Coordinate labeling data:
____
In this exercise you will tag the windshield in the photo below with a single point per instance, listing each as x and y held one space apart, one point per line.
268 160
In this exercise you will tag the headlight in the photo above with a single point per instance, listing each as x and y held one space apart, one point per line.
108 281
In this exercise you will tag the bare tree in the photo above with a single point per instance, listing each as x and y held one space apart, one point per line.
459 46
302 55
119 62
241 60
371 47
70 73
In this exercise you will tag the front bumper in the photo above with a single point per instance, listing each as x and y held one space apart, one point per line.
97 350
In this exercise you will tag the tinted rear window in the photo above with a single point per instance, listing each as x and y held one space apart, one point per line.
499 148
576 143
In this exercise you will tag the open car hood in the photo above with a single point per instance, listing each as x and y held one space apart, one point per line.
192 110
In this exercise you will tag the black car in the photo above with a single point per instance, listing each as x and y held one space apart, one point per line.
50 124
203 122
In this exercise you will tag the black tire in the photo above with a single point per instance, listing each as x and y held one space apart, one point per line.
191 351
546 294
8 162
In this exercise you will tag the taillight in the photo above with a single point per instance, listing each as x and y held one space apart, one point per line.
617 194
____
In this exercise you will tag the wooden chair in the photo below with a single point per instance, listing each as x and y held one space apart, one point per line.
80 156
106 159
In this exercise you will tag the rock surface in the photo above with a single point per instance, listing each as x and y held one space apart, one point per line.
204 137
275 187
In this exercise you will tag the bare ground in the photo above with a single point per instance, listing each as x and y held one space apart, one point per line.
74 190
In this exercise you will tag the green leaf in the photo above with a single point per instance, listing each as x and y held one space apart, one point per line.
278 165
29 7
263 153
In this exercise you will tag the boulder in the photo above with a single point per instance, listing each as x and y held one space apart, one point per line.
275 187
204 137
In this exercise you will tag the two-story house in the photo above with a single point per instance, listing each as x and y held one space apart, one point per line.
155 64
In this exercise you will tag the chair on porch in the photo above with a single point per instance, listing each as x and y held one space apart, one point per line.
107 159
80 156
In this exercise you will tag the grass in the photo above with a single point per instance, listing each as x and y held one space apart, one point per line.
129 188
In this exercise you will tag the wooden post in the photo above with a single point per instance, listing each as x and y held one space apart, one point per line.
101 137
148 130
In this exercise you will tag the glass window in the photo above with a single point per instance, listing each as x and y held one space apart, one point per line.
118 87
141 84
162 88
____
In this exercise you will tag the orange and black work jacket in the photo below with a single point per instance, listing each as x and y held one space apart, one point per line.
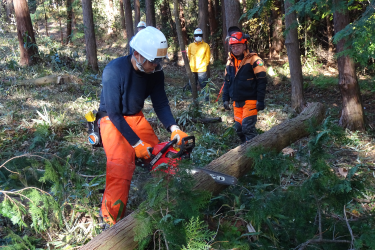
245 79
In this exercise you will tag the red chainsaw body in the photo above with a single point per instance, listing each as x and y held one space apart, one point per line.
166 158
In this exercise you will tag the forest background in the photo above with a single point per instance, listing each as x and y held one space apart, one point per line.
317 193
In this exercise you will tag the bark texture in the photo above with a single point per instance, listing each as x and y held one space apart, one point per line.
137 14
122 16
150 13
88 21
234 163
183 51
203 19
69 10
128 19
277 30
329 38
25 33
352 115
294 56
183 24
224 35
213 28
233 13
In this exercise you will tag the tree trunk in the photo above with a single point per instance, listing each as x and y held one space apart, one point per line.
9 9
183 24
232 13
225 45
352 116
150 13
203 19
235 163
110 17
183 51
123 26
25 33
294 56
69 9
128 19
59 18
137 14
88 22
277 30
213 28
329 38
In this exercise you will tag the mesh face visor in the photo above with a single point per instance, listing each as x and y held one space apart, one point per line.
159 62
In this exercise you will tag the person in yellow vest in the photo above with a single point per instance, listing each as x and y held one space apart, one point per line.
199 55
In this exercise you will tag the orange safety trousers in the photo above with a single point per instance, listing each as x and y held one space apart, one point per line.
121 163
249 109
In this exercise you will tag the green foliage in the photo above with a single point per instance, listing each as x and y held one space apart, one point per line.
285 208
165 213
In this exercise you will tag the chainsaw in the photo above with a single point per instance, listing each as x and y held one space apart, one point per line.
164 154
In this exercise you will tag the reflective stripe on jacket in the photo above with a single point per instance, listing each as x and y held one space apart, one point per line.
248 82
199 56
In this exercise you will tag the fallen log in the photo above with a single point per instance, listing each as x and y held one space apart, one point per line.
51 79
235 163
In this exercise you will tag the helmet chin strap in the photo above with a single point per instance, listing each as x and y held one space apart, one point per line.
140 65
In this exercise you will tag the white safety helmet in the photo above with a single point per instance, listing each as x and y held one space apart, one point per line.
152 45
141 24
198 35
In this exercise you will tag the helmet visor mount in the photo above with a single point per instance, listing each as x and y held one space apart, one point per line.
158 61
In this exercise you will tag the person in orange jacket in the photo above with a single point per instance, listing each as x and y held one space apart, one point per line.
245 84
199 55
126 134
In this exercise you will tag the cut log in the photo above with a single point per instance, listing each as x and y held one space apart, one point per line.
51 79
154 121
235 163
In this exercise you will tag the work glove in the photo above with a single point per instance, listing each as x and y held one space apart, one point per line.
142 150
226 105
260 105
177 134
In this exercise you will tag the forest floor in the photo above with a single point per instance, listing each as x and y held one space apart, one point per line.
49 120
____
# WORK TO BE COMPLETED
Select every line of the records above that contains the string "window", and copy each one out in full.

# OUTPUT BELOW
In this exercise you will tag the tinted rear window in the photo above with a single point per instance, listing each as x and y held one space apart, one point per line.
In this exercise you will tag the glass window in the photo above with a single point per instance, listing each as x and y held one space apart, one point per line.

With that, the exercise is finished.